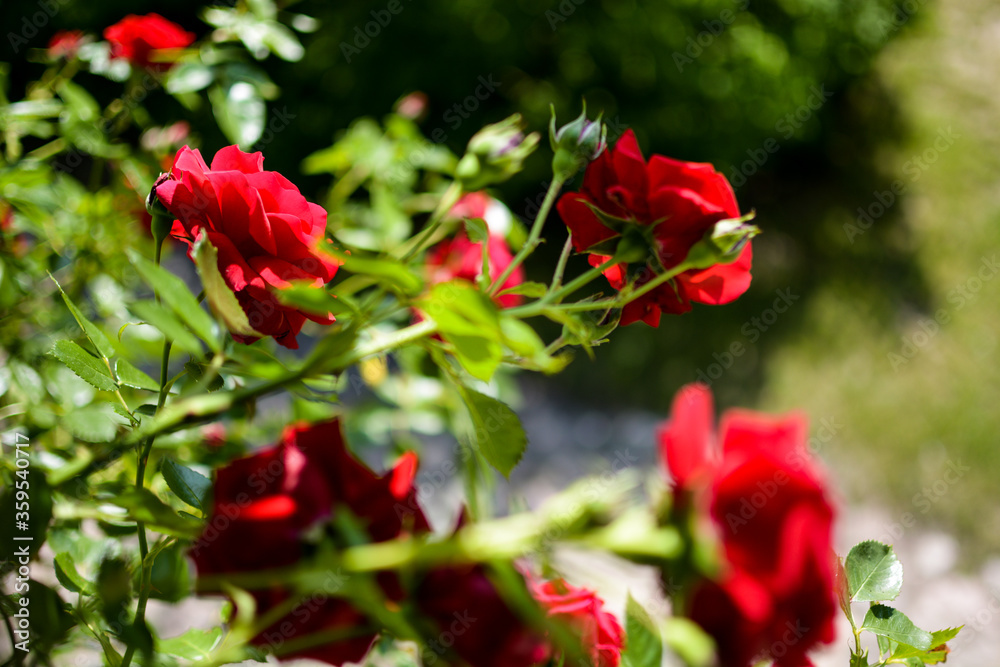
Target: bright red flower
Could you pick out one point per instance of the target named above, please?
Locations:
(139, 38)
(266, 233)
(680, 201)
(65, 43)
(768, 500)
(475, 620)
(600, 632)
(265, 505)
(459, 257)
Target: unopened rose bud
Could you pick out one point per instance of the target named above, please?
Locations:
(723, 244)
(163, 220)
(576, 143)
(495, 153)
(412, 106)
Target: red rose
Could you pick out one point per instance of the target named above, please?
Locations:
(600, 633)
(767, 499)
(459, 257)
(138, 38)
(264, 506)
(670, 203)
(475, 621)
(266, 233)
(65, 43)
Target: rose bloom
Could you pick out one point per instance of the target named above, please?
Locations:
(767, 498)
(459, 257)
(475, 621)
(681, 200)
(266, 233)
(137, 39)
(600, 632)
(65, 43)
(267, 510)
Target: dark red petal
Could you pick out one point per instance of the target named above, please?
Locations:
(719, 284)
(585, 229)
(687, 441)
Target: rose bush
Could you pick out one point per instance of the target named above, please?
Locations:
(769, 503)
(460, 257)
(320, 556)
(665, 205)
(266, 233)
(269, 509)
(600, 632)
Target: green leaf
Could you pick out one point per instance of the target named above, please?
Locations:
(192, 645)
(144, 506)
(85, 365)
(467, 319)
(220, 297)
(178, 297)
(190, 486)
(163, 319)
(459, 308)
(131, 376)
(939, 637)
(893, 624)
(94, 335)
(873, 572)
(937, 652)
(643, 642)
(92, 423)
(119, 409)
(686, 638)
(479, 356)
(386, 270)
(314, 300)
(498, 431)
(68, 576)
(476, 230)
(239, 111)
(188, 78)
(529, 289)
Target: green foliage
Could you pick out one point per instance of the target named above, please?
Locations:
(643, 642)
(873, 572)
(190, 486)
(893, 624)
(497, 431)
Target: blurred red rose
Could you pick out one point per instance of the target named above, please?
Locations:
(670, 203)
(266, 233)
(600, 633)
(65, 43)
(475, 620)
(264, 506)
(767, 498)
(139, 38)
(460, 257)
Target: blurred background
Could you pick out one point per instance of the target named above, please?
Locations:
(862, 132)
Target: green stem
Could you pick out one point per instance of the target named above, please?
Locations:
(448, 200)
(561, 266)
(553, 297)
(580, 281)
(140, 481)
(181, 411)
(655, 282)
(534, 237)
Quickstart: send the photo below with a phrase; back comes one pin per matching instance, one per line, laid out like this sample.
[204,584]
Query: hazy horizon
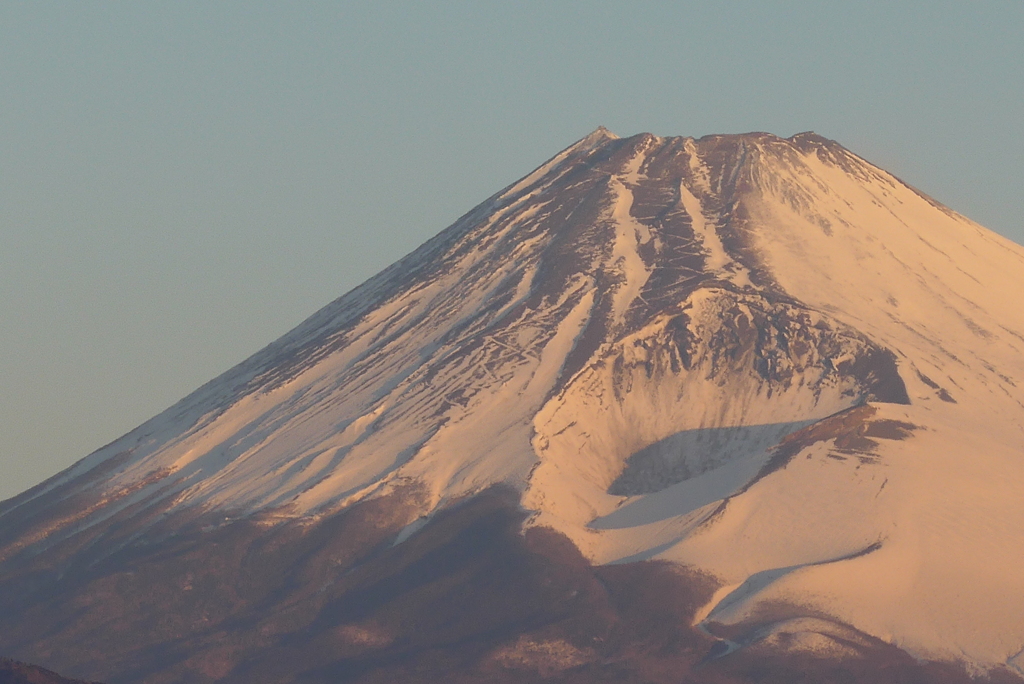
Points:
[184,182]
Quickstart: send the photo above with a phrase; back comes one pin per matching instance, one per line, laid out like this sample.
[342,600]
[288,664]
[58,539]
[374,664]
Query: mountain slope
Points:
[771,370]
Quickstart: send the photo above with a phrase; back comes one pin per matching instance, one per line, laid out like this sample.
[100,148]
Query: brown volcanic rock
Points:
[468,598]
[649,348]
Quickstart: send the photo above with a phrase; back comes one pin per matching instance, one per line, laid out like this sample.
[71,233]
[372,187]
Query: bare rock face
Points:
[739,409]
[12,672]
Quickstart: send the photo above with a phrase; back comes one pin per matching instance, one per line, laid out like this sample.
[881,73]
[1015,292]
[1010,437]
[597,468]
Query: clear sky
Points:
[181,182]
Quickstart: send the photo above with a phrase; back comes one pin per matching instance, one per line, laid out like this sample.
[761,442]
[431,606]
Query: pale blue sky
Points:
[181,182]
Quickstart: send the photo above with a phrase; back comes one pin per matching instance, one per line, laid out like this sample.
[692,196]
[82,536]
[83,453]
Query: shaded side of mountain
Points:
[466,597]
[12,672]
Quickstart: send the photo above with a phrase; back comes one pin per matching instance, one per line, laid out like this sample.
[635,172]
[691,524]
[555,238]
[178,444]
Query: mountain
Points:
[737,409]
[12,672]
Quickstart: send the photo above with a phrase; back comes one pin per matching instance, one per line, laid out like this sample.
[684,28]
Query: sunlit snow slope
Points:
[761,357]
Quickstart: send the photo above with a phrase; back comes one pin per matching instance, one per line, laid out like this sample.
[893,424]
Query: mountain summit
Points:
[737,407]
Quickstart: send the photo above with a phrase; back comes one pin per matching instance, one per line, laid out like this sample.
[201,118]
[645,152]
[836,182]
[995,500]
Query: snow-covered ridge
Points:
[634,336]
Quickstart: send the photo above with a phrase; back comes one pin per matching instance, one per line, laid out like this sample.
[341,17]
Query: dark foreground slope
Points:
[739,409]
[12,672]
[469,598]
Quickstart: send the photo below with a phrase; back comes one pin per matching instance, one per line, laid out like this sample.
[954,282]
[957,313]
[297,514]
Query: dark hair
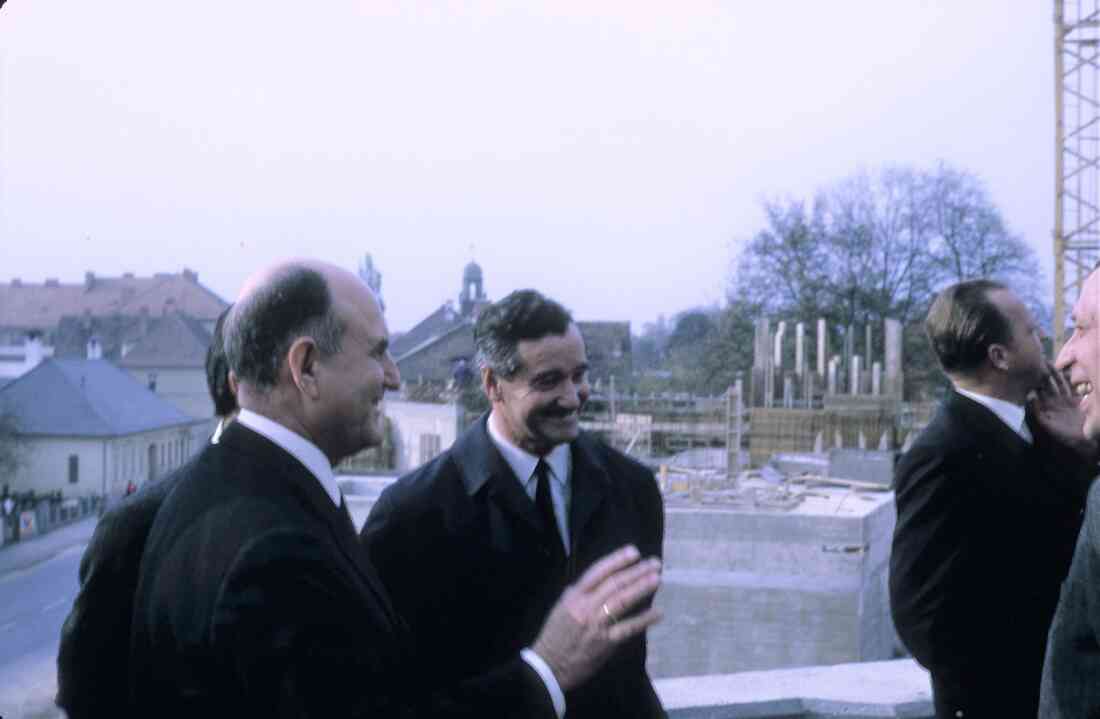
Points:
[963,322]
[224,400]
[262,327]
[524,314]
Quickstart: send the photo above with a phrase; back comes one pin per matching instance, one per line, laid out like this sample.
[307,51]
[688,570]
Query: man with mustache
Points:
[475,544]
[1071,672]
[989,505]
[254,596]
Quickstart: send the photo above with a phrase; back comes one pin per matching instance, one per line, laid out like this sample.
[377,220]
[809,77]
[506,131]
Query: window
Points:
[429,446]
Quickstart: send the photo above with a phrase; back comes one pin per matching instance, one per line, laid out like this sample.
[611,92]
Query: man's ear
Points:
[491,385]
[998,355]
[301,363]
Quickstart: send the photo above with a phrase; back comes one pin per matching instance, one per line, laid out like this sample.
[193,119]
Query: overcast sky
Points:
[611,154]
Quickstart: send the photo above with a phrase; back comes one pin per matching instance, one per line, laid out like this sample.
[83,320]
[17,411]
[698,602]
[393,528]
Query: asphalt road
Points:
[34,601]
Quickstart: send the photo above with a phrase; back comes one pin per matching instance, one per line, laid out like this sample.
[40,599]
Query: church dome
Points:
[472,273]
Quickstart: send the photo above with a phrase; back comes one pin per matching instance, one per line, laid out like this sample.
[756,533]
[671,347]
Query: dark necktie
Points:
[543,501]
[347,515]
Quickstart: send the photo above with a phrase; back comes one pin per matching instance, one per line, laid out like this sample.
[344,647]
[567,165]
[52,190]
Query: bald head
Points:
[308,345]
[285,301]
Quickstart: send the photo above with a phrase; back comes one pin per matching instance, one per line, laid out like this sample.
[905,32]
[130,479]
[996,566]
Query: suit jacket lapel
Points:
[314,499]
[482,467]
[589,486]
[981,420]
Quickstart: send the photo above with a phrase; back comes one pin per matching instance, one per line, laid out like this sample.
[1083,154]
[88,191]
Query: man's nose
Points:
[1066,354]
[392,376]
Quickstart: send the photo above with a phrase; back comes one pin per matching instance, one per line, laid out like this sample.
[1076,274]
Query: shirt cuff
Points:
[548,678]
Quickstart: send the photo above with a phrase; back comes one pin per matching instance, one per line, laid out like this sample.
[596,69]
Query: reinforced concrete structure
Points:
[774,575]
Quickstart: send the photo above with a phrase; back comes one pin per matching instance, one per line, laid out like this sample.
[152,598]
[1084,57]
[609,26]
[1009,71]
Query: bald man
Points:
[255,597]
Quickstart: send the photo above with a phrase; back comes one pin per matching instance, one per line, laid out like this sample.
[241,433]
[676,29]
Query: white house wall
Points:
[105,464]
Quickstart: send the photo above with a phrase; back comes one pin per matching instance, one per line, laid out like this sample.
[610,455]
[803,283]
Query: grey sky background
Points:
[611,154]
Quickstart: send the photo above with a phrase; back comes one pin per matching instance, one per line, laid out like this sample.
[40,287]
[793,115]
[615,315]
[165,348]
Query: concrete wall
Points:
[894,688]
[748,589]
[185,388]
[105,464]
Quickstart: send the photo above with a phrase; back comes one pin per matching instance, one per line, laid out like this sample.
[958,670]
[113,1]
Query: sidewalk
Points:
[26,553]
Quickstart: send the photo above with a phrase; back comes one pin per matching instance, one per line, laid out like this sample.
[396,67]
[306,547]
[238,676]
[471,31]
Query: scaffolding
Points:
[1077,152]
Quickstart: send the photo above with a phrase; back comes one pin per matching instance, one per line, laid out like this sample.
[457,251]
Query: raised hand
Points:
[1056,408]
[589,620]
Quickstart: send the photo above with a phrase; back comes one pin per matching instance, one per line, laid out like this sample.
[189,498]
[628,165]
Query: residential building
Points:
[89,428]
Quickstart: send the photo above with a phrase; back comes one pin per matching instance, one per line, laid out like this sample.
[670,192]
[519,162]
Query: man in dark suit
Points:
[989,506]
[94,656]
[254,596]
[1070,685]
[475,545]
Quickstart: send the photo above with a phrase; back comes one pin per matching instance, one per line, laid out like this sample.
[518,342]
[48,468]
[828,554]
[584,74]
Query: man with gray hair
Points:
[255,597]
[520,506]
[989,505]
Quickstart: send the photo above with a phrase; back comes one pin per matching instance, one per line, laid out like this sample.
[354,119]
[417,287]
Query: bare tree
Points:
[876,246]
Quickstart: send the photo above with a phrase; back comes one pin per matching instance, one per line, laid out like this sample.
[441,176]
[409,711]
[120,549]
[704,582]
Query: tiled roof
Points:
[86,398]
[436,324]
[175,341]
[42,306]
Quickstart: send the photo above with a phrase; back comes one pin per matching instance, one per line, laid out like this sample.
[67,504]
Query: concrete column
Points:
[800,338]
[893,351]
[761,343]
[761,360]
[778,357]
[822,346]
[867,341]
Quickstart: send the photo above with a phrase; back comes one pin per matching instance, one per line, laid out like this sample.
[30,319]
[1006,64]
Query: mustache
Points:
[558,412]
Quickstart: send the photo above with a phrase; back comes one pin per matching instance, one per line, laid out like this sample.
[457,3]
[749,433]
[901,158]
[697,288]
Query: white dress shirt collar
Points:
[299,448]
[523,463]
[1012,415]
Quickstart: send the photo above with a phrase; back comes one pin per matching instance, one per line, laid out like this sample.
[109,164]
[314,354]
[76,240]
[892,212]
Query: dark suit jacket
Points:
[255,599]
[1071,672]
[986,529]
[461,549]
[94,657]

──────────────────────────────

### Suas instruções:
Por favor, filtre os registros acima e copie cada linha que contenha a palavra "slope", respeitando maiúsculas e minúsculas.

### Resposta do exercício:
Query: mountain slope
Query: sunlit snow slope
Query: dark foreground slope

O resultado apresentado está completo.